Vorgegebener Text>
___

Johannes Lüken / Dr. Heiko Schimmelpfennig

Zu den Aufgaben der Diskriminanzanalyse zählt die Identifikation der Eigenschaften, hinsichtlich der sich Objekte verschiedener Gruppen unterscheiden (siehe Blog-Beitrag „Diskriminanzanalyse“). Größere praktische Bedeutung besitzt sie jedoch als Klassifizierungs- bzw. Allokationstool, dessen Ziel in der Zuordnung von Objekten mit unbekannter Gruppenzugehörigkeit zu den vorgegebenen Gruppen besteht.

 

Typisches Beispiel für das Klassifizieren (neuer) Objekte

Häufig ist die Gruppenzugehörigkeit das Resultat einer Clusteranalyse. Personen, die nicht Teil der Clusteranalyse waren, lassen sich nachträglich mithilfe der Diskriminanzanalyse den Segmenten zuordnen, wenn bei ihnen zumindest die diskriminatorisch bedeutendsten Eigenschaften erhoben werden. Auf diese Weise können zudem bei nachfolgenden Befragungen die Teilnehmer nach ihrer Zugehörigkeit zu diesen Segmenten quotiert werden.

___

Bereitgestellte Einträge>
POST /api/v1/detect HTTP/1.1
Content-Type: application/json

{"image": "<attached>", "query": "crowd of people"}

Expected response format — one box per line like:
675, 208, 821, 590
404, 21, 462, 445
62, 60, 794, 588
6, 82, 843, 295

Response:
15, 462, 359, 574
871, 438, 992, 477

___

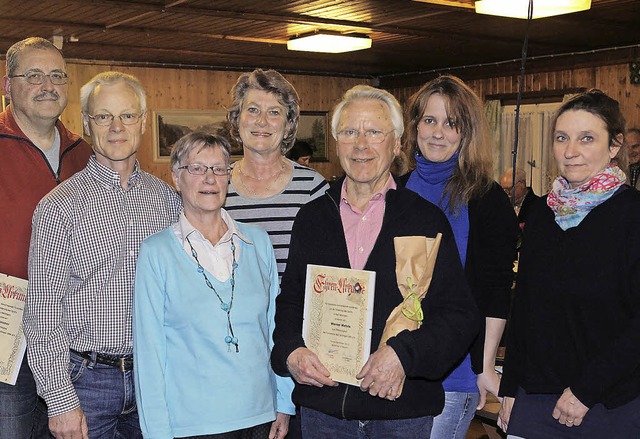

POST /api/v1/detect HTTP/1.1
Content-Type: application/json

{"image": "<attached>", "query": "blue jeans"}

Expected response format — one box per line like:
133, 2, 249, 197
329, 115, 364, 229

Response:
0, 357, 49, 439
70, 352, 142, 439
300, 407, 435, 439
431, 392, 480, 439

___

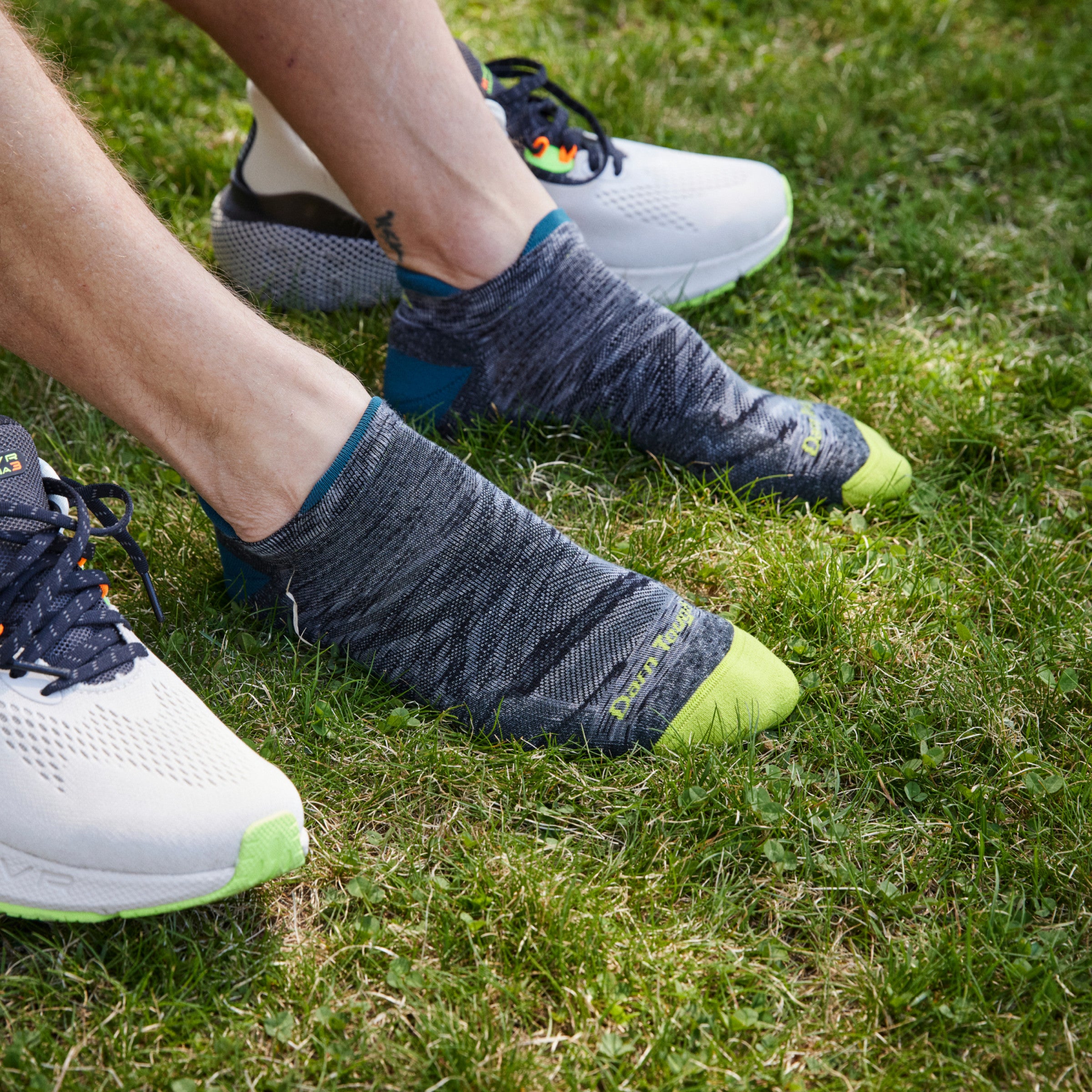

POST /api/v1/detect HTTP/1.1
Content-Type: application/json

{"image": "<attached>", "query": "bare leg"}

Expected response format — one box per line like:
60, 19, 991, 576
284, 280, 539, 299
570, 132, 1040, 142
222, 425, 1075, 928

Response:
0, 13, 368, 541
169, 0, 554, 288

___

Aufgabe 1> Worin besteht laut dem Text zur Diskriminanzanalyse ihr Ziel als Klassifizierungs- bzw. Allokationstool?
Aufgabe 2> Zählen Sie alle Zwecke auf, für die der Text zur Diskriminanzanalyse dieses Verfahren nennt.
Aufgabe 3> Geben Sie den Absatz des Textes zur Diskriminanzanalyse, der mit „Häufig ist die Gruppenzugehörigkeit“ beginnt, als Stichpunktliste wieder.
Verwenden Sie ausschließlich den Text, nicht die Auflistung.

Richtige Ausgabe 1> In der Zuordnung von Objekten mit unbekannter Gruppenzugehörigkeit zu den vorgegebenen Gruppen.

Richtige Ausgabe 2>
- Identifikation der Eigenschaften, hinsichtlich der sich Objekte verschiedener Gruppen unterscheiden
- Zuordnung von Objekten mit unbekannter Gruppenzugehörigkeit zu vorgegebenen Gruppen (Klassifizierung bzw. Allokation)
- nachträgliche Zuordnung von Personen, die nicht Teil der Clusteranalyse waren, zu den Segmenten
- Quotierung der Teilnehmer nachfolgender Befragungen nach ihrer Zugehörigkeit zu diesen Segmenten

Richtige Ausgabe 3>
- Die Gruppenzugehörigkeit ist häufig das Resultat einer Clusteranalyse.
- Personen, die nicht Teil der Clusteranalyse waren, lassen sich mit der Diskriminanzanalyse nachträglich den Segmenten zuordnen.
- Voraussetzung dafür: Bei ihnen werden zumindest die diskriminatorisch bedeutendsten Eigenschaften erhoben.
- So können Teilnehmer nachfolgender Befragungen nach ihrer Segmentzugehörigkeit quotiert werden.